EXERCISE BRIEF:
The lines to reproduce run from the one containing "Identify each bright" through the end of the records below. Reproduce them exactly and add nothing.

[Saved entries]

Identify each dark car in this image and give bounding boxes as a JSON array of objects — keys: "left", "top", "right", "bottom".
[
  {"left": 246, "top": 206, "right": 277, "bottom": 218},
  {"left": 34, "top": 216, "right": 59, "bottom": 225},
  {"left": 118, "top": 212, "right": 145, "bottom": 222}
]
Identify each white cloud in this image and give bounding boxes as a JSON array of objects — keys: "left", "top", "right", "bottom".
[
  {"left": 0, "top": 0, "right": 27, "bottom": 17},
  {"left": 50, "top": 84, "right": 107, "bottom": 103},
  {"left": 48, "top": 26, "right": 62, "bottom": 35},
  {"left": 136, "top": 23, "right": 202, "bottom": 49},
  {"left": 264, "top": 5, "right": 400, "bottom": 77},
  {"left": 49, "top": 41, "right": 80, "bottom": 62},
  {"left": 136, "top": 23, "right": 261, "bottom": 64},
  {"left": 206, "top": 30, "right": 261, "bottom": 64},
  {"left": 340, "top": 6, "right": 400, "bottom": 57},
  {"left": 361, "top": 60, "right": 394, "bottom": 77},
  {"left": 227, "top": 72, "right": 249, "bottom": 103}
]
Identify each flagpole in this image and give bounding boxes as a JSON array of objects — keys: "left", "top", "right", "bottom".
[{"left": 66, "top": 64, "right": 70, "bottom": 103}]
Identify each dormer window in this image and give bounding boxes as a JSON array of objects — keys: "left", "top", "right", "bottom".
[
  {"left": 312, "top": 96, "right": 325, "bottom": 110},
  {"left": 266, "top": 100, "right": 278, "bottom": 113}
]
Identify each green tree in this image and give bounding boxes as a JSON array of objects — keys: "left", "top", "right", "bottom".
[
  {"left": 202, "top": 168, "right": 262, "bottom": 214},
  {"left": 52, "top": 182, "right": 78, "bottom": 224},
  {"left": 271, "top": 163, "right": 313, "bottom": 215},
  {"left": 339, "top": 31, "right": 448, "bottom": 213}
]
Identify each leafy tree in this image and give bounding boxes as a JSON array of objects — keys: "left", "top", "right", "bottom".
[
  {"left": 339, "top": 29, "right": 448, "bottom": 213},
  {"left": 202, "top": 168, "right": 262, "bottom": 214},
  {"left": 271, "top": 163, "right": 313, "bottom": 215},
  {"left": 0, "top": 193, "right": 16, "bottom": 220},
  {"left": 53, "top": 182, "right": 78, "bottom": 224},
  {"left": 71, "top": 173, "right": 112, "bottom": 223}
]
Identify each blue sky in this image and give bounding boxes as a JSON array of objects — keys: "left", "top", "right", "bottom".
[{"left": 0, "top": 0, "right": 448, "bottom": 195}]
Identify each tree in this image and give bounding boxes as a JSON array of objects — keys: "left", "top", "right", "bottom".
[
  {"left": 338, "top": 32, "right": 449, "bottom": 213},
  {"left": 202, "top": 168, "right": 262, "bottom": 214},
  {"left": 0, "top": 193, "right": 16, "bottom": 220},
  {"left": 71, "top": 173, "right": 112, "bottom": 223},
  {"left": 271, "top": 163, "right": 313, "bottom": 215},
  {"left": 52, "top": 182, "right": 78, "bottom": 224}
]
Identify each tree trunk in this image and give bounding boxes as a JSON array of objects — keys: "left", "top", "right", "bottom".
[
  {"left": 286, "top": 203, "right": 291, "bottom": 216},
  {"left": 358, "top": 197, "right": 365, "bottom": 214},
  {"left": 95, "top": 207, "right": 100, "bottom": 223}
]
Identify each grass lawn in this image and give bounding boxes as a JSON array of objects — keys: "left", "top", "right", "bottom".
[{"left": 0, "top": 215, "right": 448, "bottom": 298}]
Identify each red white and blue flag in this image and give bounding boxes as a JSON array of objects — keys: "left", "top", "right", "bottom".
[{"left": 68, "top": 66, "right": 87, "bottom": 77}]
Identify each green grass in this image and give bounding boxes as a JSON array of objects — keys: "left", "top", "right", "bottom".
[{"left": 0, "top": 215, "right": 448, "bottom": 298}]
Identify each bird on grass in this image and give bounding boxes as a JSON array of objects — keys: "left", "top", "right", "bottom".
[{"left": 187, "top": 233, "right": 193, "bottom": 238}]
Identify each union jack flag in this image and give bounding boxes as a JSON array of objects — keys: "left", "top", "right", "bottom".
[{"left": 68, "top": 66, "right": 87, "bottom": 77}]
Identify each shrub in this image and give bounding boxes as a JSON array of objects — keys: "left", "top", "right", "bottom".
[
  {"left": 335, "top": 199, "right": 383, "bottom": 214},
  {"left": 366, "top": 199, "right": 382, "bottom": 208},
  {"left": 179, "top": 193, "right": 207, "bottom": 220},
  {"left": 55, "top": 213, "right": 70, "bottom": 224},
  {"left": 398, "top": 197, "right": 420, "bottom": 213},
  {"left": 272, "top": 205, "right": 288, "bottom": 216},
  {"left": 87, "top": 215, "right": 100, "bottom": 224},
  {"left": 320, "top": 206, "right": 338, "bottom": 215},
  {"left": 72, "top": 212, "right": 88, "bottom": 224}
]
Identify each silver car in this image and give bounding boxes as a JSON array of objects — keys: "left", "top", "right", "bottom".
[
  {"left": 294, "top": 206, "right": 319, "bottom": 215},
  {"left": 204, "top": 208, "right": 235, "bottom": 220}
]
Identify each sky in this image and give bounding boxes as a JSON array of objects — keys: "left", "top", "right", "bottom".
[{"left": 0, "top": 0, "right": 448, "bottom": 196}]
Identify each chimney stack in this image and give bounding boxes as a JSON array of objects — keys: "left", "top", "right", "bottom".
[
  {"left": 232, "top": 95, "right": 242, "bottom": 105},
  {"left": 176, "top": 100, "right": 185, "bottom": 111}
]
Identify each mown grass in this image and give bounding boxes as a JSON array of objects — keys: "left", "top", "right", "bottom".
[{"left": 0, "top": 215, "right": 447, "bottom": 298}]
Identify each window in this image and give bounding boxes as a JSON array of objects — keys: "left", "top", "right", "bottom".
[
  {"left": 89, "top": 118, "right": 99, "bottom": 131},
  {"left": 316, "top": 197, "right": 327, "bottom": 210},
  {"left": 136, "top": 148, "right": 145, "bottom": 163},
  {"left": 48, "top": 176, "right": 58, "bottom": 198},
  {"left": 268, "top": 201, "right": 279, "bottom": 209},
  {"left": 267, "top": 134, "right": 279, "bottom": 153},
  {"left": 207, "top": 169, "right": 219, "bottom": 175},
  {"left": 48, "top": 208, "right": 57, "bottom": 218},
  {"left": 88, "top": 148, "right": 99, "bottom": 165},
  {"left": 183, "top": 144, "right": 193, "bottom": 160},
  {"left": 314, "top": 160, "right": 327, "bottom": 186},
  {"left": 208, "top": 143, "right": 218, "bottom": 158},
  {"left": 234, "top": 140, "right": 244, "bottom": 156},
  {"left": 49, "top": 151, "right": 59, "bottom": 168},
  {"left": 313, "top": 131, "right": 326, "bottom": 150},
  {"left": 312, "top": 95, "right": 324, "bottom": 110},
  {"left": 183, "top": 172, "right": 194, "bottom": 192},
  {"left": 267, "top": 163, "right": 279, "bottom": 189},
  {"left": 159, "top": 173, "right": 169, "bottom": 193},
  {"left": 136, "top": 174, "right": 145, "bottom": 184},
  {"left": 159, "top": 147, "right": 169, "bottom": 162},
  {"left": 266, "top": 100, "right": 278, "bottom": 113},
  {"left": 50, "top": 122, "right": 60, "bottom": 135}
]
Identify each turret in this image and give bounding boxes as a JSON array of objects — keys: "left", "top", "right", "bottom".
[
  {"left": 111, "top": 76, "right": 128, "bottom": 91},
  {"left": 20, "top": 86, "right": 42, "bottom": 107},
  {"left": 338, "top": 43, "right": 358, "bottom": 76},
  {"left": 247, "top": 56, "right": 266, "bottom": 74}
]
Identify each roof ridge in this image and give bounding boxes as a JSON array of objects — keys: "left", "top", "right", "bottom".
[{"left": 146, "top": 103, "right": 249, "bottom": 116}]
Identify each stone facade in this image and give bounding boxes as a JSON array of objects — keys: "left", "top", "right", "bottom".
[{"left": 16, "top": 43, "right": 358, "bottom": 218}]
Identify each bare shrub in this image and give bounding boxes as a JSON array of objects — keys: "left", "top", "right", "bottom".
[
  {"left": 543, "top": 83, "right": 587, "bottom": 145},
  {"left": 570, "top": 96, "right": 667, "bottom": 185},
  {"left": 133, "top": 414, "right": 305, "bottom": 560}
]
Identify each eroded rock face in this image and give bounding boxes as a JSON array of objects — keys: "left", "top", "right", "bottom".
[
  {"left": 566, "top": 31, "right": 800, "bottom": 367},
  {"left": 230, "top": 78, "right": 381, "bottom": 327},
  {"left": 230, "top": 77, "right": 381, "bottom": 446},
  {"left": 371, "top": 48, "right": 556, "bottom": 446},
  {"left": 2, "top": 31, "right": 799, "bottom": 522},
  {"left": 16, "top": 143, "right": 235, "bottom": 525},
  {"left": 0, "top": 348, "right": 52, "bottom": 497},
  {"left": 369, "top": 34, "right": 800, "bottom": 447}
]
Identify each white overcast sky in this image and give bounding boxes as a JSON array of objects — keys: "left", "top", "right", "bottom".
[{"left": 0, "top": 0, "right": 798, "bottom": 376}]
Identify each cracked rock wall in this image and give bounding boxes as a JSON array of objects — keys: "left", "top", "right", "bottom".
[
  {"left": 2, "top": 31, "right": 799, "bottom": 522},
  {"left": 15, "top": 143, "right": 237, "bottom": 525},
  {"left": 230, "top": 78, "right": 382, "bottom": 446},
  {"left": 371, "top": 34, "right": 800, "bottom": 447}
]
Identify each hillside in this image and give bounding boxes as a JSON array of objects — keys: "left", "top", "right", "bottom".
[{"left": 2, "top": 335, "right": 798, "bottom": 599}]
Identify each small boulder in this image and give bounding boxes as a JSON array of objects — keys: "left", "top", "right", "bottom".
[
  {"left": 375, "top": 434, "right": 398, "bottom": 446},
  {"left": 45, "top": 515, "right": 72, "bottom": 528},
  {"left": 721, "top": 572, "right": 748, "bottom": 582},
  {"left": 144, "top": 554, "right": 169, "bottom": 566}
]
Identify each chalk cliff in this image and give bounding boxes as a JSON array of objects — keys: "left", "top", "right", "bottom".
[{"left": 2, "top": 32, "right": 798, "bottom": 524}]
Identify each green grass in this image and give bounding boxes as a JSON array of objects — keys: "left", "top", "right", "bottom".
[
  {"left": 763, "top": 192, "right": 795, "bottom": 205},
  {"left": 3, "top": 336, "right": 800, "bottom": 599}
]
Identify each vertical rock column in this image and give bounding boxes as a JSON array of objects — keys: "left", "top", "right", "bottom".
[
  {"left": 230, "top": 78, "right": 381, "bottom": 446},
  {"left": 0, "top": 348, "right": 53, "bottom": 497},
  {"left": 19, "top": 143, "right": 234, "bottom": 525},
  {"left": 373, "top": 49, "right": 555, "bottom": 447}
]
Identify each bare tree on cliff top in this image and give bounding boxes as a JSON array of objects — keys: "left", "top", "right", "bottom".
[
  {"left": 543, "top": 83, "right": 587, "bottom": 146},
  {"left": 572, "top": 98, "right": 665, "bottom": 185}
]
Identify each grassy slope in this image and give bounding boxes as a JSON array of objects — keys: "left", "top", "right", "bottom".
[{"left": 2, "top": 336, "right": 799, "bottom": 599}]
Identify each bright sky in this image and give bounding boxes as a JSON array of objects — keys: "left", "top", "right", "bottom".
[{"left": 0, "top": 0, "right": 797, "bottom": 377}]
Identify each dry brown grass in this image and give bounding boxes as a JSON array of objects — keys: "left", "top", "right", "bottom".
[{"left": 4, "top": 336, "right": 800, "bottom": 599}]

SOLUTION TO THIS EXERCISE:
Identify each bright sky in this image and give bounding boxes as a JSON array of objects — keys: "left", "top", "right", "bottom".
[{"left": 0, "top": 0, "right": 797, "bottom": 377}]
Identify each dry brown grass in this image and give bounding boxes as a JSON array of objects — keys: "left", "top", "right", "bottom".
[{"left": 4, "top": 336, "right": 800, "bottom": 599}]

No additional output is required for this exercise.